> **What to produce**: According to the provided text, which electronic medical record system did Dr. Koven's hospital recently adopt?

> **Provided text**:
"""

Friday, April 29, 2016

Hsieh Forbes Column: Protect Physician Free Speech In The Office Visit

My latest Forbes column is now out: "Protect Physician Free Speech In The Office Visit".

Should politicians dictate what physicians must (or must not) say to patients when it comes to contentious political issues like abortion or gun ownership? I say, "no".

Monday, April 11, 2016

Human Stories Vs. Electronic Medical Records

Dr. Susan Koven describes how, "As hospitals go digital, human stories get left behind".

Dr. Koven described an encounter with a patient, with enormously rich detail. But when she had to record the information in the electronic medical records, the system hampered her ability to tie key connections together:
My warm feelings vanished as I sat down to document the visit. While I’ve used an electronic medical record for several years, Epic, the system my hospital recently adopted, makes recording stories such as the one my patient shared especially difficult. Her grief and her fatigue, which are inseparable in reality, Epic treats as different problems. That she lives alone and there’s conflict in her extended family, which are also inextricable from her symptoms, must be filed under a tab marked “Social Documentation.”

"""

(Dataset entries)
"""

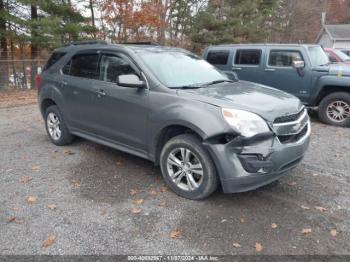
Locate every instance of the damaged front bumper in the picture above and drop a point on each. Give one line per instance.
(247, 164)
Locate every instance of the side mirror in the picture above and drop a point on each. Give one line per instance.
(130, 81)
(231, 75)
(298, 64)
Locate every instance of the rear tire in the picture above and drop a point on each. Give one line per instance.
(187, 167)
(56, 128)
(334, 109)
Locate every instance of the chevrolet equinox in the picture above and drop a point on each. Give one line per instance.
(173, 108)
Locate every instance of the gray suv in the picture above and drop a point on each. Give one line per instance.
(173, 108)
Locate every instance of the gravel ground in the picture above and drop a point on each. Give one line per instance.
(80, 202)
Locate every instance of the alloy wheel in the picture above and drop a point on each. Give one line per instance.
(338, 111)
(53, 126)
(185, 169)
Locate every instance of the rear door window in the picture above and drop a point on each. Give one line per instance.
(53, 59)
(84, 65)
(111, 67)
(218, 57)
(284, 58)
(250, 57)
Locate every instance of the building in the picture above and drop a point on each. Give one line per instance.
(334, 36)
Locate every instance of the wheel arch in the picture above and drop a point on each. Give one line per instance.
(170, 131)
(45, 104)
(329, 89)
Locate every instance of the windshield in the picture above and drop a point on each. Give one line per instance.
(341, 55)
(318, 56)
(177, 69)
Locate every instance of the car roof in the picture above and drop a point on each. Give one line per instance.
(262, 45)
(134, 47)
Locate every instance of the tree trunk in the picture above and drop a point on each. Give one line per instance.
(4, 72)
(34, 48)
(93, 17)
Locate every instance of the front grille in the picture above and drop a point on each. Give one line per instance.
(289, 118)
(293, 138)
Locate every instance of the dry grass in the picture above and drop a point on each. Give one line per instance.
(17, 97)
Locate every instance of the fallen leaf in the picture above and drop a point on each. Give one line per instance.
(162, 204)
(103, 211)
(175, 233)
(69, 152)
(75, 183)
(274, 225)
(26, 179)
(31, 199)
(136, 210)
(35, 168)
(153, 192)
(236, 245)
(338, 155)
(49, 241)
(163, 189)
(119, 162)
(322, 209)
(10, 219)
(333, 233)
(258, 247)
(19, 221)
(52, 206)
(306, 231)
(133, 192)
(138, 202)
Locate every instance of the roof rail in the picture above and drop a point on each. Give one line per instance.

"""

> **Solution to this task**: Epic